▶ _READING TEXT_
########
The survey also delivered an insight into the performance of ESG in different regions and across different sectors:
Sector trends
The sector with the greatest uplift in customer retention was, unsurprisingly, retail with 89% of stores groups reporting an improvement. However, the sector was closely followed by IT, manufacturing and distribution and finance/accounting. 86% of companies adopting ESG also noticed greater positive reactions to their brand from customers.
Many firms were more attractive to employees too, as they increasingly seek to work with businesses whose values align with their own. Headcount for ESG-focused firms grew 11% since 2019, compare with 6.5% for other businesses.
The manufacturing and distribution sector were the most passionate about the environmental pillar of ESG, with healthcare and finance sectors citing social as the most significant for them. Government and public sector saw governance as the most important ESG principle.
Regional headlines
- The United States recorded the most widespread adoption of ESG principles, so it is no surprise to see its firms recording a $2.1t uplift. The combined figure for the European region was $930bn and in Australia, the estimated figure was $59bn.
- Australia: While all regions had embraced ESG as a principle, businesses taking practical steps to achieve high practical engagement with ESG practices were most prevalent in Australia, with particularly high engagement figures for social aspects (92.7%).
- Europe: At the other end of the scale, the region with the lowest rate of engagement with environmental principles of ESG, was Europe (85.9%).
- Europe: Among companies that have adopted ESG principles, those in Italy showed the highest increase in customer retention, with almost 90% reporting rises and Italian businesses also found the greatest perceived ability to attract investment.
- United States: Businesses in the US were most likely to have a dedicated ESG role (60.8%), and they also reflected the highest headcount growth figures (11.1%)
Mary Tressel continued: “ESG has been viewed in some quarters as a ‘nice to have’ but this study reveals the impact for adoption – on finances, human resources and brand influence. With today’s rising costs of doing business, areas like customer retention will become even more important to businesses as they seek to come out stronger than the competition. ESG could be the answer many companies are looking for to differentiate their approach.”
Moore Global commissioned the Centre of Economics and Business Research (CEBR) to survey 1,262 decision makers in large companies (250+ employees) across eight major economies of the US, UK, Germany, France, Spain, The Netherlands, Italy, and Australia, considering the impact of ESG on business performance.
########
▶ _WORK REQUIRED_
From the ESG survey text, extract the passage starting at "- Australia: While" and ending at "to attract investment.", copying it word for word.

Source data
########
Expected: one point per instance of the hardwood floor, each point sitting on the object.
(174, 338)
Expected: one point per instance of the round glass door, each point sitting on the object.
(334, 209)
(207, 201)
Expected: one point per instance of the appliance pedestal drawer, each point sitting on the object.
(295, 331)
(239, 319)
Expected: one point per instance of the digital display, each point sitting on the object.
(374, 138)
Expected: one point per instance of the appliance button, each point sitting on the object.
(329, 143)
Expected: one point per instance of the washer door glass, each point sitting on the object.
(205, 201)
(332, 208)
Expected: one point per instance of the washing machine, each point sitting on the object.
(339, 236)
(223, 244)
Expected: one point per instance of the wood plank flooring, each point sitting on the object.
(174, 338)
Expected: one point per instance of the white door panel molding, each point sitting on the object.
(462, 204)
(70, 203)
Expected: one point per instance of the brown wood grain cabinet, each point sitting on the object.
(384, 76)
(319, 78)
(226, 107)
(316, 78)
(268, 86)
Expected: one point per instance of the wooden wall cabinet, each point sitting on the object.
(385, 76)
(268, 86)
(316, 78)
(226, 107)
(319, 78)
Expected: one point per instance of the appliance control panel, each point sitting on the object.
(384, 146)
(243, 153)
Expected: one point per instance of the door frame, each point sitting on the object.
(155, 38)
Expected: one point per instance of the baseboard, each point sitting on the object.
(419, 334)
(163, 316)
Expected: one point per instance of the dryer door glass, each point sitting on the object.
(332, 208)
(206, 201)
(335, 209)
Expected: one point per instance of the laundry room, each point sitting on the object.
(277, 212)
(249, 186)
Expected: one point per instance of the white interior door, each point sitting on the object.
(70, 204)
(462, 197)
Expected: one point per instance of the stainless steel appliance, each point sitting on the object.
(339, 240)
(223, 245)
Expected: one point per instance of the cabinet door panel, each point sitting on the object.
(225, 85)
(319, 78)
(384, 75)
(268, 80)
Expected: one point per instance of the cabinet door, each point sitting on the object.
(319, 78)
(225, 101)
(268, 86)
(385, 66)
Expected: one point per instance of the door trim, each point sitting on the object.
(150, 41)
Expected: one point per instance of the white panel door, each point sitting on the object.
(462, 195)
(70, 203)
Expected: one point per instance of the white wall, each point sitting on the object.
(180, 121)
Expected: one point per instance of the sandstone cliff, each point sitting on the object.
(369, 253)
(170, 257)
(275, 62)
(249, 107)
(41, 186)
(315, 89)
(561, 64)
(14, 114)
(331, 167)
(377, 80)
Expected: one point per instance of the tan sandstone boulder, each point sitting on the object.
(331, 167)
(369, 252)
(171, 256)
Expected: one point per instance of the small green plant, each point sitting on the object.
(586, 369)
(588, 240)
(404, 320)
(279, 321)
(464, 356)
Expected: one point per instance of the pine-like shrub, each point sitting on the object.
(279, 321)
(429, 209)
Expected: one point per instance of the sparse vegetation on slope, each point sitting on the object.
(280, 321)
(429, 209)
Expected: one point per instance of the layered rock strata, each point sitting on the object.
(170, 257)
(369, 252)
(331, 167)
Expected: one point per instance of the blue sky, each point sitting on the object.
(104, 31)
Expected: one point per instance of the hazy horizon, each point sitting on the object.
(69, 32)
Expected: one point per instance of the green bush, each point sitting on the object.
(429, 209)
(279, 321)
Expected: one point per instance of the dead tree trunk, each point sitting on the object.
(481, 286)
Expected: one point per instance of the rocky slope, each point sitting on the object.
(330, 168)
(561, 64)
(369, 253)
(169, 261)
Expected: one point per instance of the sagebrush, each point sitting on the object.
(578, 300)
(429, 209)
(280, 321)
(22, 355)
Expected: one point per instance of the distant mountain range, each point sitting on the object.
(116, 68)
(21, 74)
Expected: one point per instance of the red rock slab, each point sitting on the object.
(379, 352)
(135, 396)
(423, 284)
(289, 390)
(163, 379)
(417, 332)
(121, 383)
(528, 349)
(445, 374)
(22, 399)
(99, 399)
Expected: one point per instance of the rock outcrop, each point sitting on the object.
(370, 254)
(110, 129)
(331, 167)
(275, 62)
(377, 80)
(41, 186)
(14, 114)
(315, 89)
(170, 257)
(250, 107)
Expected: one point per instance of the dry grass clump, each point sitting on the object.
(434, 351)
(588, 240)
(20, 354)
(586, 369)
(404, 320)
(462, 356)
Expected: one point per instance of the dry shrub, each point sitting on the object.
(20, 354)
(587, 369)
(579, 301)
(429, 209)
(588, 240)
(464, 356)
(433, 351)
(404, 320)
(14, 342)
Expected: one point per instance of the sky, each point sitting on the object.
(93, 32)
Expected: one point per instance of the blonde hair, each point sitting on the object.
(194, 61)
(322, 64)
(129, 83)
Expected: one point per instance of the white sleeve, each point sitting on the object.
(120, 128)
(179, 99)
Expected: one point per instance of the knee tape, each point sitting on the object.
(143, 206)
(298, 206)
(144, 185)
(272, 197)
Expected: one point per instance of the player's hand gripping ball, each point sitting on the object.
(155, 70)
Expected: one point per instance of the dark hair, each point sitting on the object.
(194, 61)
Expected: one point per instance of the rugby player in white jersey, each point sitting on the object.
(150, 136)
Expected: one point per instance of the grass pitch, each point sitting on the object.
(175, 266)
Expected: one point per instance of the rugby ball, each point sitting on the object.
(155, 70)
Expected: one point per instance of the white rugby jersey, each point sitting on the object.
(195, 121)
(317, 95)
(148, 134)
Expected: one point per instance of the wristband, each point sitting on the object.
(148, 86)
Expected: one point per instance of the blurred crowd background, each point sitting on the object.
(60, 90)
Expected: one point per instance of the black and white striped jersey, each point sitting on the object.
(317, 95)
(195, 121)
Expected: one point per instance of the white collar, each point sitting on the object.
########
▶ _EXERCISE SOLUTION_
- Australia: While all regions had embraced ESG as a principle, businesses taking practical steps to achieve high practical engagement with ESG practices were most prevalent in Australia, with particularly high engagement figures for social aspects (92.7%).
- Europe: At the other end of the scale, the region with the lowest rate of engagement with environmental principles of ESG, was Europe (85.9%).
- Europe: Among companies that have adopted ESG principles, those in Italy showed the highest increase in customer retention, with almost 90% reporting rises and Italian businesses also found the greatest perceived ability to attract investment.